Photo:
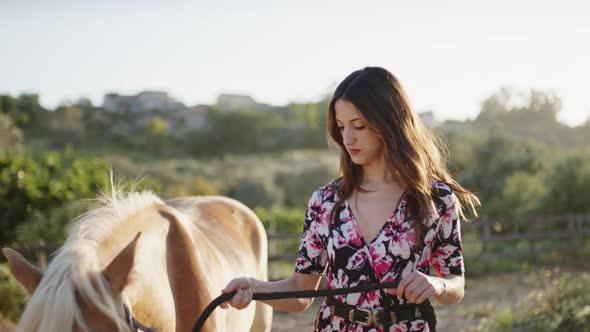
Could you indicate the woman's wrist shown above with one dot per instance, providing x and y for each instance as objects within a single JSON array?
[{"x": 442, "y": 287}]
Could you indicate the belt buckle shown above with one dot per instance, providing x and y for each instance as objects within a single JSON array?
[{"x": 371, "y": 317}]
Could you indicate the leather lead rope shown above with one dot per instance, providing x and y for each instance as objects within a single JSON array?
[{"x": 289, "y": 295}]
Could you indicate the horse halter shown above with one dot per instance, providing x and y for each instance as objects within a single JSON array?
[{"x": 134, "y": 324}]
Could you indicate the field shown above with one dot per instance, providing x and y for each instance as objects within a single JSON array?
[{"x": 485, "y": 298}]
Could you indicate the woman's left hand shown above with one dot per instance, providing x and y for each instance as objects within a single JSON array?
[{"x": 417, "y": 287}]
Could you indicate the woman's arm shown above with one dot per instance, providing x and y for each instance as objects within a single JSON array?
[
  {"x": 417, "y": 287},
  {"x": 247, "y": 286}
]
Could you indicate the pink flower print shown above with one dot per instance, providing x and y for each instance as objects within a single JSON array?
[
  {"x": 429, "y": 237},
  {"x": 425, "y": 259},
  {"x": 357, "y": 260},
  {"x": 345, "y": 215},
  {"x": 419, "y": 325},
  {"x": 445, "y": 251},
  {"x": 399, "y": 328},
  {"x": 446, "y": 223},
  {"x": 399, "y": 245},
  {"x": 349, "y": 236},
  {"x": 456, "y": 261},
  {"x": 341, "y": 280},
  {"x": 302, "y": 263},
  {"x": 381, "y": 260}
]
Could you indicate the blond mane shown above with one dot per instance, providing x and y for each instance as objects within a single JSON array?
[{"x": 75, "y": 270}]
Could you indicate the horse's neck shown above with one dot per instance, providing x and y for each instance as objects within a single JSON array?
[{"x": 185, "y": 272}]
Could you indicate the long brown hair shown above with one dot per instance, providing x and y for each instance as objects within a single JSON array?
[{"x": 411, "y": 150}]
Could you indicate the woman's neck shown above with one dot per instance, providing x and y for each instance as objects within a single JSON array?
[{"x": 377, "y": 173}]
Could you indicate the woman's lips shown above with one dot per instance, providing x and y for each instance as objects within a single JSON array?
[{"x": 354, "y": 151}]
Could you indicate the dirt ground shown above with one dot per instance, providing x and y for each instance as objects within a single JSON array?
[{"x": 482, "y": 297}]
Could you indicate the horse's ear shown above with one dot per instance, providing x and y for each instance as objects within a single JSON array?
[
  {"x": 117, "y": 272},
  {"x": 23, "y": 271}
]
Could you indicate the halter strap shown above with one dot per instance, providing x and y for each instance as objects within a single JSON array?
[{"x": 134, "y": 323}]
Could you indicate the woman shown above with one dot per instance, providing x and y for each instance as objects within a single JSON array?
[{"x": 393, "y": 213}]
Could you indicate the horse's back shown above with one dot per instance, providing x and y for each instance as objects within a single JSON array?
[
  {"x": 234, "y": 230},
  {"x": 224, "y": 219}
]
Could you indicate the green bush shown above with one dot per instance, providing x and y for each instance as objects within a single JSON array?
[
  {"x": 563, "y": 306},
  {"x": 255, "y": 192},
  {"x": 12, "y": 295},
  {"x": 35, "y": 184}
]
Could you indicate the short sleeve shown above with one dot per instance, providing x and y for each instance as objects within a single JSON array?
[
  {"x": 312, "y": 256},
  {"x": 447, "y": 252}
]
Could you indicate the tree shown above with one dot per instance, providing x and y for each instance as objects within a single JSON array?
[{"x": 11, "y": 137}]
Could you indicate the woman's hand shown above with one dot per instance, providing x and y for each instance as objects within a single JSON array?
[
  {"x": 417, "y": 287},
  {"x": 243, "y": 295}
]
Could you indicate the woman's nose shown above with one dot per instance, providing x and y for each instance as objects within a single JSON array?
[{"x": 347, "y": 136}]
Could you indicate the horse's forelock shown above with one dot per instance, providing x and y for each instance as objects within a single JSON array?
[{"x": 74, "y": 273}]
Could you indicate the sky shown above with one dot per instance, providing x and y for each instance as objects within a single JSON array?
[{"x": 449, "y": 55}]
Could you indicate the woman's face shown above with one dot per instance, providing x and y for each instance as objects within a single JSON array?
[{"x": 362, "y": 144}]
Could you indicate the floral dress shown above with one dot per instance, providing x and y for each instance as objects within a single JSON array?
[{"x": 351, "y": 262}]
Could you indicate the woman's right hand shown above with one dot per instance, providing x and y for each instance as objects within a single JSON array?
[{"x": 243, "y": 296}]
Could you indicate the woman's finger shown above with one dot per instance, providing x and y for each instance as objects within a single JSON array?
[{"x": 422, "y": 292}]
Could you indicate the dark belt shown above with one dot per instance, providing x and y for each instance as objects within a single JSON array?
[{"x": 373, "y": 318}]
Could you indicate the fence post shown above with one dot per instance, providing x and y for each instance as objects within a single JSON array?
[
  {"x": 41, "y": 255},
  {"x": 272, "y": 249}
]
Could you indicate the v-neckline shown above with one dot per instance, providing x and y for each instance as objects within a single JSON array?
[{"x": 385, "y": 223}]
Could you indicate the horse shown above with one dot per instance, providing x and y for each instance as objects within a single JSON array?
[{"x": 158, "y": 262}]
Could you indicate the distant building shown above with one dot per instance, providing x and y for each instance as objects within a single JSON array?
[
  {"x": 233, "y": 102},
  {"x": 144, "y": 101}
]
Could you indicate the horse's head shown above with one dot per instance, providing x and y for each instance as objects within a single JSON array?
[{"x": 85, "y": 313}]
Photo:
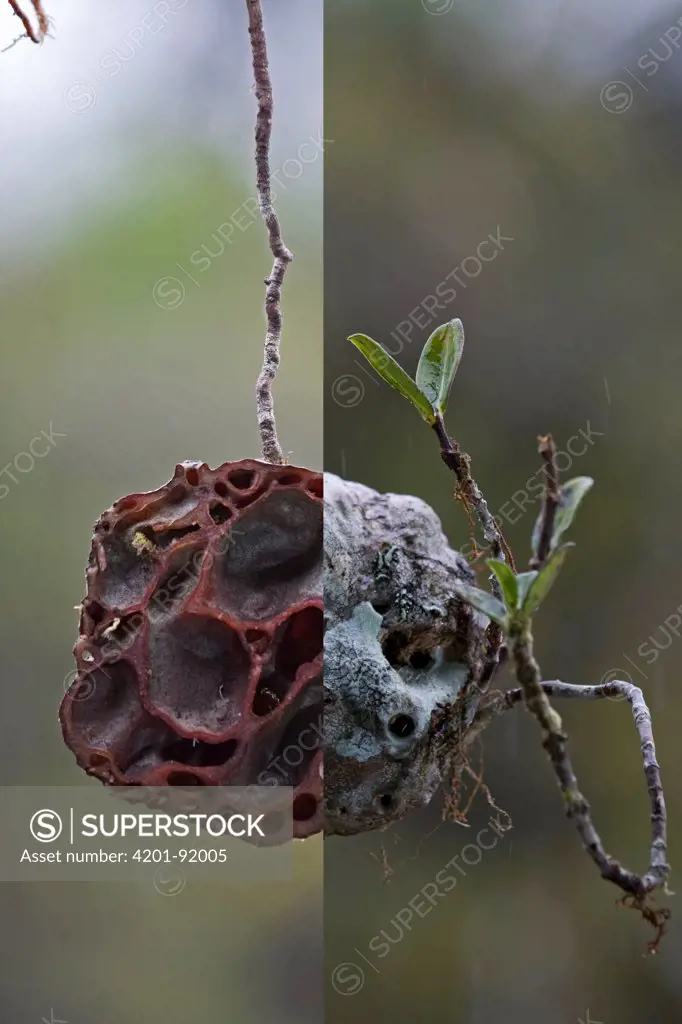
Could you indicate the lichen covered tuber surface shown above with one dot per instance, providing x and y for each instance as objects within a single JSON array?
[
  {"x": 200, "y": 654},
  {"x": 402, "y": 655}
]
|---|
■ Task statement
Retype the records above exactly, starting at the line that contains "Could you indicate the distant" and going through the last line, and leave out any pictures.

■ The output
Could you indicate the distant building shown above with one dot per instance, providing x and y for each instance as objects within a single JSON array?
[
  {"x": 233, "y": 102},
  {"x": 144, "y": 101}
]
Could you indicate the horse's head shown above with one dot per instance, providing x and y for each instance as objects within a single JSON array?
[{"x": 85, "y": 313}]
Photo:
Could you indicate the lichen covered tuber surface shown above with one dot per instance, providing x and y for each instance as objects within a single JSON array?
[
  {"x": 200, "y": 654},
  {"x": 402, "y": 655}
]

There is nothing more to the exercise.